PASSAGE FOR REVIEW:

· · ·

Here, a member of our Clearlake veterinary team explains what foxtails are and how serious of a threat they are to your animal companion.
I was doing some weed eating over this past weekend. Foxtails! Everywhere. Three city lots worth. I thought about how much my dog (an elderly Pomeranian, who is short on tolerance these days) despises me going over her with a fine toothcomb every time she comes in from out of doors during foxtail season. She’ll get a buzz cut as soon as it’s warm enough.
I thought about how much I’ve spent over the years having foxtails pulled out of eyes, ears, noses, and other assorted canine and feline orifices.
And then I thought about all those panicked calls we’ll get for the next five or six months. I swear in the dead of summer we could have one doctor do nothing but pull out foxtails.
The thing with foxtails is they are built for destruction. That nasty pointy front end that burrows in and the barbed body that drives it, engineered just so, that it isn’t going to allow the plant matter to back out on its own. That urban folktale about the foxtail that worked its way up into the brain from the eye…. I’ve seen it happen. And it wasn’t pretty.
We try our best to get patients who have gotten a foxtail in their eye in as soon as possible. Those nasty little weeds can do horrible things to the delicate tissue of the cornea. I’ve seen more than one pet lose an eye because of a foxtail. I have a fit if I get a foxtail in my sock. I can’t even imagine having one IN MY EYE.
Ears are another favorite place for foxtails. This seems to bother critters more than having them in their eyes. It shouldn’t but it does. The chronic head shaking AND … the pet (usually dogs) can end up with an ear hematoma on top of it if you don’t get it out. They just shake their heads so hard it breaks all the little blood vessels in the ear and the pina fills with blood. I get people canceling their appointments to dig a foxtail from out the ear because the pet has stopped shaking its head “so it must have worked its way out”. That one gets MY head shaking because I know that it hasn’t. It may be coated with dirt and ear wax so it’s not poking into the ear with such intensity, but trust me, it’s still in there. A foxtail can poke a hole in the eardrum or at least severe infection.

· · ·

GIVEN MATERIAL:

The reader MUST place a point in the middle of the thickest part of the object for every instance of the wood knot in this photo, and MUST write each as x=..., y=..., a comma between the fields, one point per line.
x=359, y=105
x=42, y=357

· · ·

TASK REQUIREMENTS:
A: Copy the text about foxtails between "And then I thought" and "it wasn’t pretty.", inclusive.
B: In the text about foxtails, what kind of dog does the writer have?
C: Pick up the text about foxtails after its last sentence and continue it.

ANSWERS FOR THE EXERCISE:
A:
And then I thought about all those panicked calls we’ll get for the next five or six months. I swear in the dead of summer we could have one doctor do nothing but pull out foxtails.
The thing with foxtails is they are built for destruction. That nasty pointy front end that burrows in and the barbed body that drives it, engineered just so, that it isn’t going to allow the plant matter to back out on its own. That urban folktale about the foxtail that worked its way up into the brain from the eye…. I’ve seen it happen. And it wasn’t pretty.

B: An elderly Pomeranian.

C:
For dramatic effect, we present the nose foxtail. Sneezing so hard they smack their poor little head into the floor. A spray of blood for effect. Because of how foxtails travel it’s best to get these out as soon as possible. Thin and delicate nasal passages are no match for the evil foxtail. This one always requires anesthesia, because animals just don’t do so well with us sticking a surgical instrument in their noses.
Another thing foxtails can do is just embed themselves in the skin. And then travel. This happens a lot in feet. But we’ve seen them everywhere on the body. And those little suckers can move fast. A foxtail between the toes that are still sticking out ways is WAY easier to find and remove than one that’s made a tract and wandered up into the paw or even a leg.
So here’s what we’re going to do to keep our pets safe from foxtails this summer:
- Keeping your yard free of foxtails is the best thing. But as we know here in Lake Co. you can clear your personal space and if your neighbor doesn’t you’re going to get them anyway. Or they come into your house on your shoes or pant leg. They’re everywhere. E-V-E-R-Y-W-H-E-R-E
- Regular grooming and body checks. Brush your pet when it comes inside from being outdoors. Yes, even pets with short coats. Check the pads of the feet and the ears to see if any foxtails are lurking on the fur. Consider having your pet groomed in a shortcut for the summer, or at least have the paws and ear area trimmed to help deter the evil foxtail.
- Call the office to have a problem foxtail removed as soon as possible so a bad situation doesn’t become worse.